(Position annotation records)
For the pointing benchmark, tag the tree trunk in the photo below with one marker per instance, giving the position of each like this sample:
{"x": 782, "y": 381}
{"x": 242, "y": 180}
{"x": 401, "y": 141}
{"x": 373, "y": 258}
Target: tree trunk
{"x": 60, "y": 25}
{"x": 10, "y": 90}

▶ **Task goal**: Word for word, extract all the records.

▶ **Final result**:
For the pointing benchmark, tag the tree trunk in the photo below with one marker per instance, giving the position of each like this sample:
{"x": 782, "y": 381}
{"x": 242, "y": 180}
{"x": 401, "y": 141}
{"x": 373, "y": 258}
Target: tree trunk
{"x": 60, "y": 25}
{"x": 10, "y": 90}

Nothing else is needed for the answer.